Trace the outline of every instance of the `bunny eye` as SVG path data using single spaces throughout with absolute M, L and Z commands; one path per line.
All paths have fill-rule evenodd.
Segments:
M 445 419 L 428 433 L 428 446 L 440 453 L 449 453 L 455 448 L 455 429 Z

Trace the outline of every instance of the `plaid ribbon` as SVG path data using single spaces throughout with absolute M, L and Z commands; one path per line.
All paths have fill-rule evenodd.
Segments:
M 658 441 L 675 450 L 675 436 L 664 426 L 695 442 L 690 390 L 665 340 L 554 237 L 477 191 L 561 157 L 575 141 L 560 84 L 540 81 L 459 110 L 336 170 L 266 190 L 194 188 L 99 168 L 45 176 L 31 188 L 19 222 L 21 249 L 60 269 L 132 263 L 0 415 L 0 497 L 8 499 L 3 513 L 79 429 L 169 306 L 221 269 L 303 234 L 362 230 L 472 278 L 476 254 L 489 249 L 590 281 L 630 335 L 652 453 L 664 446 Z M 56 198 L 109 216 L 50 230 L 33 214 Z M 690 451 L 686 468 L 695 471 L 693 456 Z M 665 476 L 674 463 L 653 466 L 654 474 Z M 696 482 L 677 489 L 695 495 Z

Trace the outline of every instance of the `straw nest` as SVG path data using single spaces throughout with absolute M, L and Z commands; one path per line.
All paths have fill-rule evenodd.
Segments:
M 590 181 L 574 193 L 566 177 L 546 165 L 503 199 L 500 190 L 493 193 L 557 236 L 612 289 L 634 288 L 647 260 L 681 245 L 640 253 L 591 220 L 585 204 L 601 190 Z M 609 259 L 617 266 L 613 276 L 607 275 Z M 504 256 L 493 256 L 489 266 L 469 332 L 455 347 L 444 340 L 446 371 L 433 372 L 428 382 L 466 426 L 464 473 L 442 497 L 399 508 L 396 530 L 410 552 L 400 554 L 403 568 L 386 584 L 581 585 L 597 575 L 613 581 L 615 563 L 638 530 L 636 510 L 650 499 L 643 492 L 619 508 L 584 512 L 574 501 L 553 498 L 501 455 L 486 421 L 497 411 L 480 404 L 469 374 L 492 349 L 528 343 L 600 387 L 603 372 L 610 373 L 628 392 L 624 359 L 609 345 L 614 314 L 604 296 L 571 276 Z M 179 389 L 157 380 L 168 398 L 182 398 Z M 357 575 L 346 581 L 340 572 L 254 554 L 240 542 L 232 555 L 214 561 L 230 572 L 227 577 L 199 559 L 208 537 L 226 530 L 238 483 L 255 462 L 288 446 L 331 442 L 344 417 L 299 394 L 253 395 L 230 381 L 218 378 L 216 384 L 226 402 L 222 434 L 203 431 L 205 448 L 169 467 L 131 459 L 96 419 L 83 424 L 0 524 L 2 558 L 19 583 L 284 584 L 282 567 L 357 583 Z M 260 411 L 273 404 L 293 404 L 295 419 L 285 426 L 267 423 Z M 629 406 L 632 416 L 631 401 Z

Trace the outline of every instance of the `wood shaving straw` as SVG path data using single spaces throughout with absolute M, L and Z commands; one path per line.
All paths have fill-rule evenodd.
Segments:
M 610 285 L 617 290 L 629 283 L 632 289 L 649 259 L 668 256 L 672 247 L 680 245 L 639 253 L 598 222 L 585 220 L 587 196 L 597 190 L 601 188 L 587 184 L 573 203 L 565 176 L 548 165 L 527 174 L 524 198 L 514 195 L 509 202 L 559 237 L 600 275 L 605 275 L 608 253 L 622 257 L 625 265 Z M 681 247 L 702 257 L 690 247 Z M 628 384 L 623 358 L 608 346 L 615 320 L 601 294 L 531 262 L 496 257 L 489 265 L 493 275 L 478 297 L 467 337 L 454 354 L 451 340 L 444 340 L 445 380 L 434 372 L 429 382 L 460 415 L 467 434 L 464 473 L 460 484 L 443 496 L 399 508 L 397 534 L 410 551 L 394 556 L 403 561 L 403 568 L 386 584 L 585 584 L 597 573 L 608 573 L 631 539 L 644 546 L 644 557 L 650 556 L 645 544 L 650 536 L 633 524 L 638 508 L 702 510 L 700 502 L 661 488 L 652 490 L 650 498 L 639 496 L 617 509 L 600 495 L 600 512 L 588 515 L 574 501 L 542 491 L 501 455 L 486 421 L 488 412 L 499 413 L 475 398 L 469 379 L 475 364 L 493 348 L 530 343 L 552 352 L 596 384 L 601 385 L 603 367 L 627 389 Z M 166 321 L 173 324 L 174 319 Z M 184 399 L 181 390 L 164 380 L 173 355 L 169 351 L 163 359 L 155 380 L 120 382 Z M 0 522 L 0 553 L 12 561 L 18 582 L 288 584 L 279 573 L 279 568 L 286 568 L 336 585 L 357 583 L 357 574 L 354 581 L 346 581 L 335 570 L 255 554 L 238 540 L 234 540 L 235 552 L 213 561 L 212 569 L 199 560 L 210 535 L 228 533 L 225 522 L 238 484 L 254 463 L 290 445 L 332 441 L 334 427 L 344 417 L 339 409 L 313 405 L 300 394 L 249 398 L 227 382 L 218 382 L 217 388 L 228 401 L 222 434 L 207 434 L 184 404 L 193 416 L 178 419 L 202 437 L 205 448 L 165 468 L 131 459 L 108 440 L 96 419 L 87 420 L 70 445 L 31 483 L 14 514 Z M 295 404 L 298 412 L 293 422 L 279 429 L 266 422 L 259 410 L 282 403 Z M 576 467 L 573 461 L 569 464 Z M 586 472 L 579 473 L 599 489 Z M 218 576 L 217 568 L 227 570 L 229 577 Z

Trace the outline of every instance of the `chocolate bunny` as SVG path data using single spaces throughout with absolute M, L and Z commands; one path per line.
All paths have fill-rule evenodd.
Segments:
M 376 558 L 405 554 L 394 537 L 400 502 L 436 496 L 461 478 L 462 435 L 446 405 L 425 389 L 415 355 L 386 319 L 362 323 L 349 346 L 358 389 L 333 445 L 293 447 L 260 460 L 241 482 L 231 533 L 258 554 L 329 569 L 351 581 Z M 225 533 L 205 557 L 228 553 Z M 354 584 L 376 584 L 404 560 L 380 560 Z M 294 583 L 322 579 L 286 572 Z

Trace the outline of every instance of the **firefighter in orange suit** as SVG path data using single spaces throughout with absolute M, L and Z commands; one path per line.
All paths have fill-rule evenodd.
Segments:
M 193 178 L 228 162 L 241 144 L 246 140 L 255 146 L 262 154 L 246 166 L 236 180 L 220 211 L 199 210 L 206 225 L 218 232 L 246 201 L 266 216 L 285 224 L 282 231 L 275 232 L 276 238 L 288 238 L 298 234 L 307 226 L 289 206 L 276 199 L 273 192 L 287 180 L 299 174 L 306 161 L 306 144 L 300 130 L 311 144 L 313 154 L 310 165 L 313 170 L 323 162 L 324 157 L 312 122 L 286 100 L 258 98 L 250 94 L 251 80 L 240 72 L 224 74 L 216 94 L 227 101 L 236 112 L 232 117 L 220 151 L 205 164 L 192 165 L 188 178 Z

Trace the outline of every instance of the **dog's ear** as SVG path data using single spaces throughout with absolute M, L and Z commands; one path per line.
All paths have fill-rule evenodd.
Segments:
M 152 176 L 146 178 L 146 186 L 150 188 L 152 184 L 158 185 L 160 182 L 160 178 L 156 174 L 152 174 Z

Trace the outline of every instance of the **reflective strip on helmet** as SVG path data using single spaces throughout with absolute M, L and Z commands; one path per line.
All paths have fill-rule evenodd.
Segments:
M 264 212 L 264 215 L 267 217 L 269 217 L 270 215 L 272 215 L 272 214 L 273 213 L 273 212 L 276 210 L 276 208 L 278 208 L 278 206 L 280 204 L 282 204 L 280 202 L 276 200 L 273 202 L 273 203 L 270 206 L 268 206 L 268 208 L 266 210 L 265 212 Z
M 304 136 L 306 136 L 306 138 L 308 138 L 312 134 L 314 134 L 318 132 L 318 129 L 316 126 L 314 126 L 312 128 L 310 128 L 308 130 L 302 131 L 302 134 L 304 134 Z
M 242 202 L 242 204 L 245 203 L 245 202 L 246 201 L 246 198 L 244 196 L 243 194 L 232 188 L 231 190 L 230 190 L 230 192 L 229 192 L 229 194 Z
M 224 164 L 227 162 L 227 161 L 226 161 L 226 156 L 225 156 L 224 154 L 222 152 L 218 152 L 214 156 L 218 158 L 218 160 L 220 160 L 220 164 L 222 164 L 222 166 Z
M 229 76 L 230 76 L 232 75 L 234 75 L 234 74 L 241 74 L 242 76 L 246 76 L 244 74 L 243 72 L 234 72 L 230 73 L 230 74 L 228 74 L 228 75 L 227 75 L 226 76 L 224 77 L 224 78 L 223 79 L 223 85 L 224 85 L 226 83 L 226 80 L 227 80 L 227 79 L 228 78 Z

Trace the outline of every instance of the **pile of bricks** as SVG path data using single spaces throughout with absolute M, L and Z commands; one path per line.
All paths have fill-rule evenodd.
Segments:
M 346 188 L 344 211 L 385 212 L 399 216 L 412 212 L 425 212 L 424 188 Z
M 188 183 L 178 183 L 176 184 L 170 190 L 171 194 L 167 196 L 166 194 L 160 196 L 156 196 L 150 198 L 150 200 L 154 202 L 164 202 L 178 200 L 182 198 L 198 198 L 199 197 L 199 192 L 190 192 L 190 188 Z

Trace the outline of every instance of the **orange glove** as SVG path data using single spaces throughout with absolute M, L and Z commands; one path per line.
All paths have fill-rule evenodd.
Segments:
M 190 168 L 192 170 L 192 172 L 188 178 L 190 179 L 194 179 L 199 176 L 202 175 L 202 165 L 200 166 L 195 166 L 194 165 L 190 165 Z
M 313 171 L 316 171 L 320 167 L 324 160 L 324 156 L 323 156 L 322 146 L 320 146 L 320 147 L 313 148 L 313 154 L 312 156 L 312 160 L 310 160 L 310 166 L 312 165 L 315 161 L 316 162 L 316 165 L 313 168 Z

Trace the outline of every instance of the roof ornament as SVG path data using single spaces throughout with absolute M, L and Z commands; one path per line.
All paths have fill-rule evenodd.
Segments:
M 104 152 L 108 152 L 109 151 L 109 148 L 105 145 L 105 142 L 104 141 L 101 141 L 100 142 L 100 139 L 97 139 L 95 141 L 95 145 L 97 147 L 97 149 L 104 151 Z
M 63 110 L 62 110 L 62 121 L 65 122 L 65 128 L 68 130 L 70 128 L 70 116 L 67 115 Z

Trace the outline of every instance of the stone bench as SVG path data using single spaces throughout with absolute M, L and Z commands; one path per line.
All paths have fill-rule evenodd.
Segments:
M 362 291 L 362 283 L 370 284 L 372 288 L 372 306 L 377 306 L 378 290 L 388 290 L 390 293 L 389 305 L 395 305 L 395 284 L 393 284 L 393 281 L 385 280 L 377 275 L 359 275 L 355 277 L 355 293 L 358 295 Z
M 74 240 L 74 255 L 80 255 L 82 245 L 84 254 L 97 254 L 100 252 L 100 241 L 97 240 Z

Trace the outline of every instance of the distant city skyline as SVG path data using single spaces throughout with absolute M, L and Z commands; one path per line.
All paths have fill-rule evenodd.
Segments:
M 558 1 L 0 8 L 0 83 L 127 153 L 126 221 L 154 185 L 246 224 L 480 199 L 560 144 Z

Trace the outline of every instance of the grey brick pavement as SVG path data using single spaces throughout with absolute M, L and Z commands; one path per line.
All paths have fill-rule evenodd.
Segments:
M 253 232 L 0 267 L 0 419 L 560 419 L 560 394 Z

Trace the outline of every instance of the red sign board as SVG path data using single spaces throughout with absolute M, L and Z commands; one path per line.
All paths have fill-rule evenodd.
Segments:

_ _ _ _ _

### Given task
Copy everything from the line containing "Trace the outline of every instance of the **dog's" down to the line containing "M 152 176 L", replacing "dog's ear" with "cat's ear" and leaving the rest unchanged.

### Response to the task
Trace the outline of every instance of the **cat's ear** as SVG path data using single spaces throughout with absolute M, L and Z commands; one path per line.
All paths have fill-rule evenodd.
Segments:
M 152 176 L 146 178 L 146 186 L 150 188 L 152 184 L 158 185 L 160 182 L 160 178 L 156 174 L 152 174 Z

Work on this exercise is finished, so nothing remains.